[Start]
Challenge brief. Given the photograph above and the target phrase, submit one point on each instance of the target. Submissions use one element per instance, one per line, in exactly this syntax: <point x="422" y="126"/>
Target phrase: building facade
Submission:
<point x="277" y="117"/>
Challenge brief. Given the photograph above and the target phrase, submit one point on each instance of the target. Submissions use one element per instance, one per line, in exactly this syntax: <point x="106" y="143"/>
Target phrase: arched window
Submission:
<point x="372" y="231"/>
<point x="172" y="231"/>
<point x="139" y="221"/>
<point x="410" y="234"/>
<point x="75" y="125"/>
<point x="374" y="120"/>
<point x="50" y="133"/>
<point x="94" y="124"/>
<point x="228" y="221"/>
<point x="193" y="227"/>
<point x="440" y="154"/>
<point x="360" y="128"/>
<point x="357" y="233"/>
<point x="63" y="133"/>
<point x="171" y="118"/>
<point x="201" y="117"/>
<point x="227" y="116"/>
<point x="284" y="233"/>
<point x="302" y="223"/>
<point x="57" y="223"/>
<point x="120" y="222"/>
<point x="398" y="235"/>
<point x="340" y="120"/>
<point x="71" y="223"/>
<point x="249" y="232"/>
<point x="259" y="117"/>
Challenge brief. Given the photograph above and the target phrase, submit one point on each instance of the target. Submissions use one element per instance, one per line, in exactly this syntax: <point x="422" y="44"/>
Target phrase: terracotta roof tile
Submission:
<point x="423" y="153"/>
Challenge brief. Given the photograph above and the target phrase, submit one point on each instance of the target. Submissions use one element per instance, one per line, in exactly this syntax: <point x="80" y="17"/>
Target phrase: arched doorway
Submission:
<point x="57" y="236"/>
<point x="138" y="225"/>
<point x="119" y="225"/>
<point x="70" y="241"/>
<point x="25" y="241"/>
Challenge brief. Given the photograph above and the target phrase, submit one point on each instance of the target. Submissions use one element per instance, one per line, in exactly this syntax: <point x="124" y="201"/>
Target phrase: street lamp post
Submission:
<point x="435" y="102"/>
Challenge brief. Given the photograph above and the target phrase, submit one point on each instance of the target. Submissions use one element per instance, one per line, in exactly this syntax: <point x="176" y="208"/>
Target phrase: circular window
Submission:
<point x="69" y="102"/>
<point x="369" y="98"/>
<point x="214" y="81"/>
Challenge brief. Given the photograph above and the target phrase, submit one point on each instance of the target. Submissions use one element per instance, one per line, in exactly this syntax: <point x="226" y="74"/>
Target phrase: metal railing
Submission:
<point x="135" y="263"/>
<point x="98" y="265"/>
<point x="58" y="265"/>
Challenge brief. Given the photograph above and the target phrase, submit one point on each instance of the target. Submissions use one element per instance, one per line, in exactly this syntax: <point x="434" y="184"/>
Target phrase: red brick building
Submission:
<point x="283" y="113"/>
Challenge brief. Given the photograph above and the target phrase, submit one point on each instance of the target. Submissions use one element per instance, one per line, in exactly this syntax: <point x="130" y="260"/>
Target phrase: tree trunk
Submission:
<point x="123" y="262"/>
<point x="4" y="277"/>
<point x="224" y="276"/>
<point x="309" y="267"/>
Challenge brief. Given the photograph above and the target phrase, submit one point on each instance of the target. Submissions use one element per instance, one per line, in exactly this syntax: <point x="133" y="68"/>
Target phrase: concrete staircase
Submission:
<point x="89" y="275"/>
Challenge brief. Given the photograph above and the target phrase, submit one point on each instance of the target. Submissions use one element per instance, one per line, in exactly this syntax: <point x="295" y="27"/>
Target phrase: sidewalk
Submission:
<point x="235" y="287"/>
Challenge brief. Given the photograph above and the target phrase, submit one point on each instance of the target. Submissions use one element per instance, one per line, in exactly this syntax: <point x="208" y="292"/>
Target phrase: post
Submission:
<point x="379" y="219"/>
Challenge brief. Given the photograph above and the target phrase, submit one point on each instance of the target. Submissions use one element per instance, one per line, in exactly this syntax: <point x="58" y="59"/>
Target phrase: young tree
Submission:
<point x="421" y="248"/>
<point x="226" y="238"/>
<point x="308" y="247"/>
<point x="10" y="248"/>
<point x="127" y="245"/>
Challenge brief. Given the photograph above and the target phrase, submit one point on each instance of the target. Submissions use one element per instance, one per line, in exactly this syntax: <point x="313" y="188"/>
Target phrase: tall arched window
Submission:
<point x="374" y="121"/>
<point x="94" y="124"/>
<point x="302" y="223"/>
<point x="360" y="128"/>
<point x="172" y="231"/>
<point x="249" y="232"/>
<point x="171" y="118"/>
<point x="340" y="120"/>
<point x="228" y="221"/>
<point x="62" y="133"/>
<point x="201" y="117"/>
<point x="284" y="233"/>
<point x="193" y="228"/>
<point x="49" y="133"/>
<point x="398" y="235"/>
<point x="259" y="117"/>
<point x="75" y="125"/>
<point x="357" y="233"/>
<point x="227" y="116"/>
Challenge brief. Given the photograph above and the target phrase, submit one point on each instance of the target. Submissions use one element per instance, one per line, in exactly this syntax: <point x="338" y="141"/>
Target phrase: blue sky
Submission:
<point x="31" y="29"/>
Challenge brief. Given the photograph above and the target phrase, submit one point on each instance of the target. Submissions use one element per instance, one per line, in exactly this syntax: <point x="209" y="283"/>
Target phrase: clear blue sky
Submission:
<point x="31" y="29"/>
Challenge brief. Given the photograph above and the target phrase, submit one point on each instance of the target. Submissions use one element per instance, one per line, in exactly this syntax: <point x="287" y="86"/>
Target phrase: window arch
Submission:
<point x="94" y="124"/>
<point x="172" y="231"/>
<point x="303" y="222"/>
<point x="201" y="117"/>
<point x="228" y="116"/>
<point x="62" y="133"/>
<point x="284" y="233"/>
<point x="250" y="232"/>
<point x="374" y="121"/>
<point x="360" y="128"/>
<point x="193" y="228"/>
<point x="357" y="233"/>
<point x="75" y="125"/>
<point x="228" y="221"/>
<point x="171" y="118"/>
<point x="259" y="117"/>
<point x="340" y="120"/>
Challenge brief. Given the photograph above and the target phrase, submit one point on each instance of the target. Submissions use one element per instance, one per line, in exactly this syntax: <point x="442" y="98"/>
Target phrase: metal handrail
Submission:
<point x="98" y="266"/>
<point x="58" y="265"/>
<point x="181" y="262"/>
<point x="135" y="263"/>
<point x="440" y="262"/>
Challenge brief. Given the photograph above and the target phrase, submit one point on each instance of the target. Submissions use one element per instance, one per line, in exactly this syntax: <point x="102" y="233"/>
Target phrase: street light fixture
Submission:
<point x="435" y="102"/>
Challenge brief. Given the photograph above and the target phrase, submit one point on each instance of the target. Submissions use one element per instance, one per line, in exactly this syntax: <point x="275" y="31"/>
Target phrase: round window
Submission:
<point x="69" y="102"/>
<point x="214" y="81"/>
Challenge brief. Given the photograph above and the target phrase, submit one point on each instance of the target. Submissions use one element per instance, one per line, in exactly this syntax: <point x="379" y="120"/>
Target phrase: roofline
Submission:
[End]
[Start]
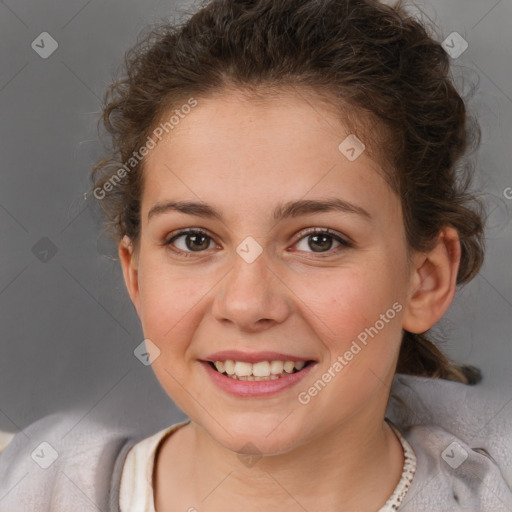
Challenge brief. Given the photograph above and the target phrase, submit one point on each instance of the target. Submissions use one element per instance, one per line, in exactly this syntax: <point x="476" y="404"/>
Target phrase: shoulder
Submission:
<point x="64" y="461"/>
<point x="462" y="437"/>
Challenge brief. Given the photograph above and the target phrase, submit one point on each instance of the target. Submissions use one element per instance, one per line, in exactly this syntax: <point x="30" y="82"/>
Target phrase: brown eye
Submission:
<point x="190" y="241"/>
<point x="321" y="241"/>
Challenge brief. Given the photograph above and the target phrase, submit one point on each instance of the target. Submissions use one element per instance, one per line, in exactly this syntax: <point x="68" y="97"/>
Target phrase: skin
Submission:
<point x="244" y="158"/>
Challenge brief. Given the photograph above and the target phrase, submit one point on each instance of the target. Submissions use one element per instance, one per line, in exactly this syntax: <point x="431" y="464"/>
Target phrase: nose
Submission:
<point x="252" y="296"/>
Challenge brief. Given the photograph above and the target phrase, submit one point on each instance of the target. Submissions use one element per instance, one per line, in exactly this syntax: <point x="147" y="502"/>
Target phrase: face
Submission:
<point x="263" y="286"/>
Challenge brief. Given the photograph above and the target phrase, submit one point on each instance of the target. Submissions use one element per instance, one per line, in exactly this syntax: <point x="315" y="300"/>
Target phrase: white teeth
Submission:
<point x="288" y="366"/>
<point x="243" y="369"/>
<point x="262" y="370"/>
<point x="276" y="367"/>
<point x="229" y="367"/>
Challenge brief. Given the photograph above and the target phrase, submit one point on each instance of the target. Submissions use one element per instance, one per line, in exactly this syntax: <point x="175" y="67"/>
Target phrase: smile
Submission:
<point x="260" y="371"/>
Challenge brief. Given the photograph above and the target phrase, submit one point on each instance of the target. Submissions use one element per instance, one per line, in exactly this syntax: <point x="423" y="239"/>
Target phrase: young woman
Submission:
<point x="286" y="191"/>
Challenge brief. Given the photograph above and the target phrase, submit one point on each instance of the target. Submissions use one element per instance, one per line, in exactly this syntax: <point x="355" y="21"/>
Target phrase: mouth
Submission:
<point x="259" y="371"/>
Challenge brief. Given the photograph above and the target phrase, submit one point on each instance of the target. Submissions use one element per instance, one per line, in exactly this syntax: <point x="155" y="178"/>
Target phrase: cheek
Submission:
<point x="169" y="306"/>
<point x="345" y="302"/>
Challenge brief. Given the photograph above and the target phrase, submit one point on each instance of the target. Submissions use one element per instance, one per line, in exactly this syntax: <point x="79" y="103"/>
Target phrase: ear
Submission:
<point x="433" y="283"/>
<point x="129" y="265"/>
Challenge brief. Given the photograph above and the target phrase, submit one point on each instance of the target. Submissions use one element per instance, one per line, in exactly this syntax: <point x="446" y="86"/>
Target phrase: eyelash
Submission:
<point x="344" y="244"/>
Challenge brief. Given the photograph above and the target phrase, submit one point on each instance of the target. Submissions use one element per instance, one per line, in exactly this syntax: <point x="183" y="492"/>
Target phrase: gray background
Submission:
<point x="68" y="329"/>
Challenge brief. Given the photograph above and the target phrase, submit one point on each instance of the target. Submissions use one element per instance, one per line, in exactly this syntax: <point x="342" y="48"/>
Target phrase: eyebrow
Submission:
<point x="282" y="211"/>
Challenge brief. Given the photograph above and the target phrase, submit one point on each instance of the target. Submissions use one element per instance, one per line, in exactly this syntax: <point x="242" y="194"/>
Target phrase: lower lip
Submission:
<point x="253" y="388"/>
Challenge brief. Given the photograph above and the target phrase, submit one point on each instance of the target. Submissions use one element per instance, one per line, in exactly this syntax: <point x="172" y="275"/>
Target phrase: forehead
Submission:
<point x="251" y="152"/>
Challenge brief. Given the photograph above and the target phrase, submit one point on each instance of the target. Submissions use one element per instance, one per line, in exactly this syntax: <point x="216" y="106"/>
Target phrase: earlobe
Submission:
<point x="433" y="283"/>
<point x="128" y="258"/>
[End]
[Start]
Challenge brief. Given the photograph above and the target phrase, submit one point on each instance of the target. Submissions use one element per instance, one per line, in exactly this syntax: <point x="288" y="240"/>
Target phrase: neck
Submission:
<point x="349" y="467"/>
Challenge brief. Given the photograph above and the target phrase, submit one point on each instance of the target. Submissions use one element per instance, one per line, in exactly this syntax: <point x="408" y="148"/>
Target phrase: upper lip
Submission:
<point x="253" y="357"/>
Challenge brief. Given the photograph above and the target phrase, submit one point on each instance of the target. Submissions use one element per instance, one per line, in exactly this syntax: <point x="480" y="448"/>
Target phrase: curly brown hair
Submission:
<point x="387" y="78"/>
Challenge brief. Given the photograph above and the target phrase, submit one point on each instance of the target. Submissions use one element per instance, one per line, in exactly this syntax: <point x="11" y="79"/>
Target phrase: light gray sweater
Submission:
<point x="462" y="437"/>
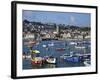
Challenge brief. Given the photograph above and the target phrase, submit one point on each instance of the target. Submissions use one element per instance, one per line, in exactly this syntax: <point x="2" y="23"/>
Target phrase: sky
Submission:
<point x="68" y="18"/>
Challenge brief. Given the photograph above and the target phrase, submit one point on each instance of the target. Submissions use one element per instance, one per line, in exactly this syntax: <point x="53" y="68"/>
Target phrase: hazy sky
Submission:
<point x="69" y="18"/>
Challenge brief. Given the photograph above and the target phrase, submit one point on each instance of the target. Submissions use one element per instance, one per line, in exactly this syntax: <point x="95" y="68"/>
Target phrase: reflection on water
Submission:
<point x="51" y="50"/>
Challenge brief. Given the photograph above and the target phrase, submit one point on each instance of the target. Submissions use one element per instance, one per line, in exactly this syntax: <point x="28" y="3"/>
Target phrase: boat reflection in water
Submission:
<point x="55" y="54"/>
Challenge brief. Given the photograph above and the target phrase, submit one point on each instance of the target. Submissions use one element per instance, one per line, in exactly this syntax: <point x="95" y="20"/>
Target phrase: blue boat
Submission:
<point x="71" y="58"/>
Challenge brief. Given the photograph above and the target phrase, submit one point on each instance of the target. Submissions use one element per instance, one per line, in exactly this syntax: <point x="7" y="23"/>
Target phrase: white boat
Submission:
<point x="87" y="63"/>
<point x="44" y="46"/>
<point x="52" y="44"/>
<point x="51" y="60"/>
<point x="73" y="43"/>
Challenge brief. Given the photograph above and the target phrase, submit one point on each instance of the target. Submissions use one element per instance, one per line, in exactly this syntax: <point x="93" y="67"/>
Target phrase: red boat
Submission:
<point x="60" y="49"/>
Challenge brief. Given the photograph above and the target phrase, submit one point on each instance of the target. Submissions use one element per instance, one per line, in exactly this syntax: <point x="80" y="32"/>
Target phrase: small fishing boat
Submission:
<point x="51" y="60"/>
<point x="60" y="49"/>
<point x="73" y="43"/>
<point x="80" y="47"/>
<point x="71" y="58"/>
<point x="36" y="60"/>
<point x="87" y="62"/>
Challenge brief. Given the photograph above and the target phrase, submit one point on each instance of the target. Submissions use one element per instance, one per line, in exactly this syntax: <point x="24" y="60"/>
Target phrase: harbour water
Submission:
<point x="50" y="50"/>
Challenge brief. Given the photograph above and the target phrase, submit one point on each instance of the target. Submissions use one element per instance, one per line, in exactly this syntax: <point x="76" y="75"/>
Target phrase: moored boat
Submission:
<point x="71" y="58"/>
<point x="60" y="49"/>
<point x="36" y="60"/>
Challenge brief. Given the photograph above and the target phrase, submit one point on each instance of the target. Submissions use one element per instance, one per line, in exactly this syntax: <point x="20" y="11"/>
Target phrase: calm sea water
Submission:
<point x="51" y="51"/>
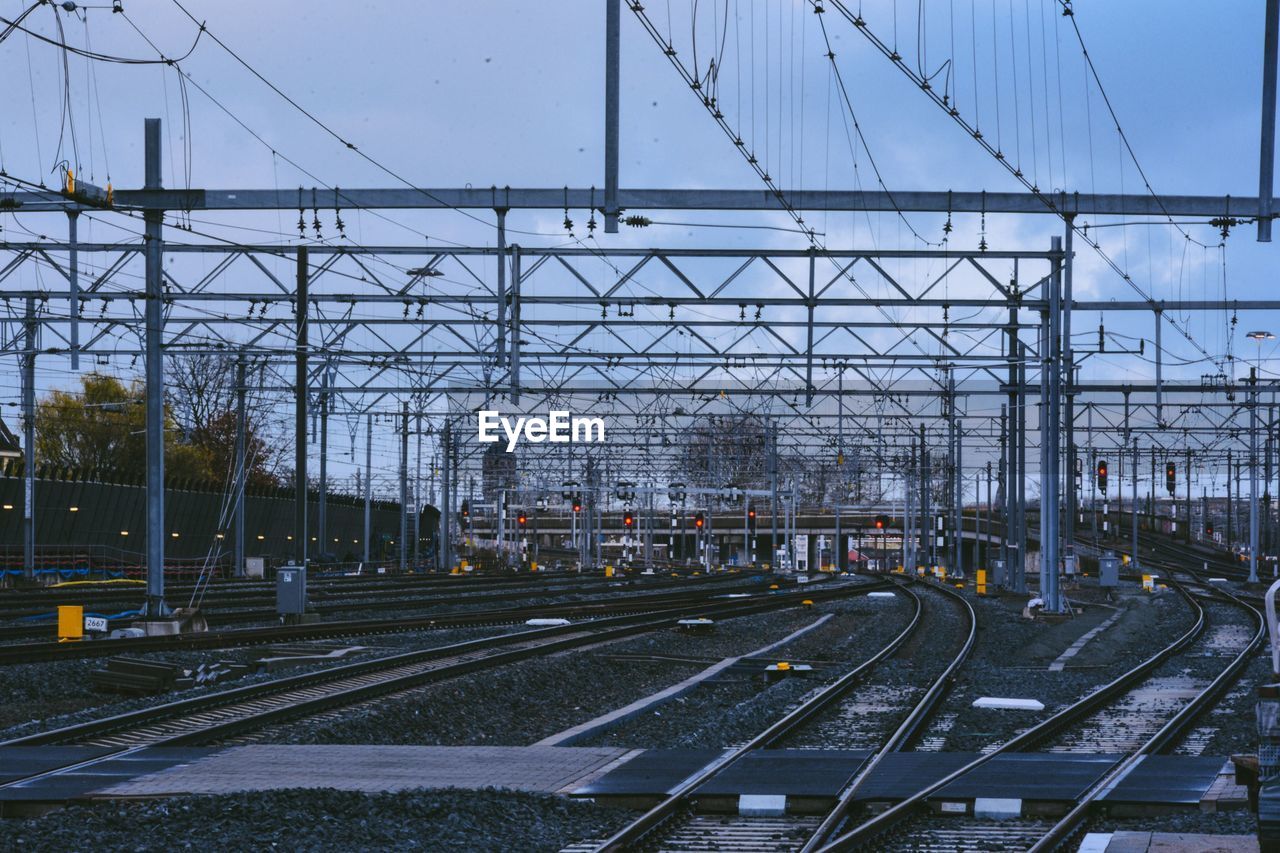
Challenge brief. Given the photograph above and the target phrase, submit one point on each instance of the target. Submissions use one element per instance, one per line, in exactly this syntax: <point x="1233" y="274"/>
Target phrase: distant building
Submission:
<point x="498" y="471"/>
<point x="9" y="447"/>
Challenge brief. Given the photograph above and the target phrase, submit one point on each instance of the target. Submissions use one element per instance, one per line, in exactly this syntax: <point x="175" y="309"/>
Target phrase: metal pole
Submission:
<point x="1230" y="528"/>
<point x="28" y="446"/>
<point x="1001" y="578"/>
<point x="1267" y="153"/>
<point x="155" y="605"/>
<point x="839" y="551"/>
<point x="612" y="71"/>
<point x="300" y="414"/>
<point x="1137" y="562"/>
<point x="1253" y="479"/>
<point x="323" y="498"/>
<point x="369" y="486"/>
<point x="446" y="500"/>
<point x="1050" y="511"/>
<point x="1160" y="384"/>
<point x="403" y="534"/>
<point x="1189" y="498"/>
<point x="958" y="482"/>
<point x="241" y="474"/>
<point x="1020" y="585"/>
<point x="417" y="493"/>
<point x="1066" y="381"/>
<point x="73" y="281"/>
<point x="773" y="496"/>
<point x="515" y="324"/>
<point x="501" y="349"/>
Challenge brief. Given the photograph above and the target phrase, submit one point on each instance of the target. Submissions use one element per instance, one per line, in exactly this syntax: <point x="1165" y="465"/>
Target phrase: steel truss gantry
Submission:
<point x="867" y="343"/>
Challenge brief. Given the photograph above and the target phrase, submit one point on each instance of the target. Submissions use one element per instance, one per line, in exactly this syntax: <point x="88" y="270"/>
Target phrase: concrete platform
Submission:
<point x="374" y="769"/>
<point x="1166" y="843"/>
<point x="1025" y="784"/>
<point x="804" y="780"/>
[End]
* DIRECTIONS *
Count the lines in the records above that contain the string "young". Reply with the number alone.

* TASK ANSWER *
2